:: Your task ::
Please extract, word for word, the part of the car audio install thread between "I was a man" and "do any tuning.", inclusive.

:: Document extract ::

'''

The magnets were not in the best shape, so I scrubbed them with some stainless steel cleaner.









Finally mounted































































Still lots and lots of cleaning up to do.
I was a man on a mission today, I needed to have the install done today, at least to have the amps and speakers mounted.

At this point the speakers sound good. Very tight and punchy, but lacking in the low end (<30hz or so). I have lots and lots of tuning to do, so this doesnt bother me right now. I adjusted the sub sonic filter, or in this case the 48db/octave high pass filter on the Zed Minotaur, and got the low end I was accustomed to. I still think it can be better, I had no time tonight to really do any tuning. 

The subs sound good, I know they could go louder and hit harder, even though they are very loud right now. The subs move very little, and the last two clipping lights on my Minotaur dont even light up (well the second to the last flickers sometimes). 

I was very pleased with how they turned out, it is clear I have to do some deadening on the rear panel. If I turn it up loud enough, I dont hear the panel rattling, it gets drowned out! There is air leaking from lots of little places, I am not sure if plugging these is a big deal. For example, the child safety seat brackets leak air.

I played around with it for about 30 minutes and played some rap tunes and bass tracks to test the spl. Its amazing how these subs sound so "tight". Not boomy at all, but still loud, hard to explain. I put on some some trance and EDM, what I mainly listen too, and the bass coming out of them was like the bass you would hear at a big rave. Tight, detailed, very responsive and loud. I cant wait to really mess around with the tuning.

At this point it is about as loud as my 1 12" TC-3000 ported and tuned to 22hz (or was it 24hz?) given about 1200W. However, much better SQ imo.

Hopefully I can clean up the wires and finish the spare wheel cover panel before the weekend meet up.


----------



## tonesmith (Sep 8, 2011)

Look what else arrived


----------



## LiquidClen (Dec 27, 2005)

Just bought some Auras for an IB install as well


----------



## tonesmith (Sep 8, 2011)

LiquidClen said:


> Just bought some Auras for an IB install as well


I'm happy with the AE's so far, I need to seal some more to get More on the low end but I am happy so far. I got the auras because they were too good to pass up, once these are gone you won't be able to get them again.


----------



## LiquidClen (Dec 27, 2005)

tonesmith said:


> I'm happy with the AE's so far, I need to seal some more to get More on the low end but I am happy so far. I got the auras because they were too good to pass up, once these are gone you won't be able to get them again.


Any plans to put them in and maybe do an A/B comparison vs. the AE's?


----------



## tonesmith (Sep 8, 2011)

LiquidClen said:


> Any plans to put them in and maybe do an A/B comparison vs. the AE's?


I would love to at some point, however I have a lot of sealing up to do, the rear deck is very leaky, I need to either remove my 6x9's and seal the hole or create an enclosure for them so they are not effected by the waves. Id rather have the rear fill, I have a 2 channel amp I wanted to use to power them with but creating a small enclosure will be tough.

I dont have the low end response I had hoped for, so now I am going to have to do more sealing, perhaps brace the wall with 2 more brackets and deaden the trunk....lots and lots of work and right now I dont have the time.

'''

:: Rows ::
'''

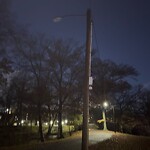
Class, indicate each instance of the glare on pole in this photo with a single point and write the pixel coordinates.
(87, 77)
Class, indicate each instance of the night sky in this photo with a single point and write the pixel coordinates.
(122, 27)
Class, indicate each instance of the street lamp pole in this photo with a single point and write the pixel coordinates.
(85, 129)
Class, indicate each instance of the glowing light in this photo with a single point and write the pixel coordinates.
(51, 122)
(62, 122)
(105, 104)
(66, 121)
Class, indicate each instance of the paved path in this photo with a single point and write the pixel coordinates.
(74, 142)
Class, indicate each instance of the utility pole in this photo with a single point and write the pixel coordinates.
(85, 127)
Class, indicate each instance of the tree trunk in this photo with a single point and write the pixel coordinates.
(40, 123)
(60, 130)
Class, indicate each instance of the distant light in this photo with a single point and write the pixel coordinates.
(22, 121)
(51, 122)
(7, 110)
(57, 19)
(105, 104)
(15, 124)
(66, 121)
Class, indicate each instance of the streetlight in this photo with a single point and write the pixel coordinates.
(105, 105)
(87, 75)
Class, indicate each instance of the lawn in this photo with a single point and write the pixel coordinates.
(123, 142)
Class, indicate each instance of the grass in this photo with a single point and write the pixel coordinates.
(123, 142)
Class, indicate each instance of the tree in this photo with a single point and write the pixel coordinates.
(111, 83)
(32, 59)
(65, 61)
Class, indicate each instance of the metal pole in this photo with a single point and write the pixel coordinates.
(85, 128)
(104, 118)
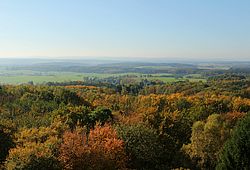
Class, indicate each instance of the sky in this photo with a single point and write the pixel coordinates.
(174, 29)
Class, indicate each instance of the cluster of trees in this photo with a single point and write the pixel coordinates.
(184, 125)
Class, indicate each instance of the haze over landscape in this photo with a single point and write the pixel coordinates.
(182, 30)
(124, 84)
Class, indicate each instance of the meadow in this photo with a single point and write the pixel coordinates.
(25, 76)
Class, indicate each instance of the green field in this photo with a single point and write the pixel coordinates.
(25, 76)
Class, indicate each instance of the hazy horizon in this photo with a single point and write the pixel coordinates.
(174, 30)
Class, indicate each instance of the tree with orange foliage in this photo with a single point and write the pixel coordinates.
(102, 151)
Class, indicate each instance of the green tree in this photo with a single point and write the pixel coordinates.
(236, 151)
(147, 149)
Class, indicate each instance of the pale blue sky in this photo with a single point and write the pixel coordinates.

'''

:: Reply to the task ::
I was a man on a mission today, I needed to have the install done today, at least to have the amps and speakers mounted.

At this point the speakers sound good. Very tight and punchy, but lacking in the low end (<30hz or so). I have lots and lots of tuning to do, so this doesnt bother me right now. I adjusted the sub sonic filter, or in this case the 48db/octave high pass filter on the Zed Minotaur, and got the low end I was accustomed to. I still think it can be better, I had no time tonight to really do any tuning.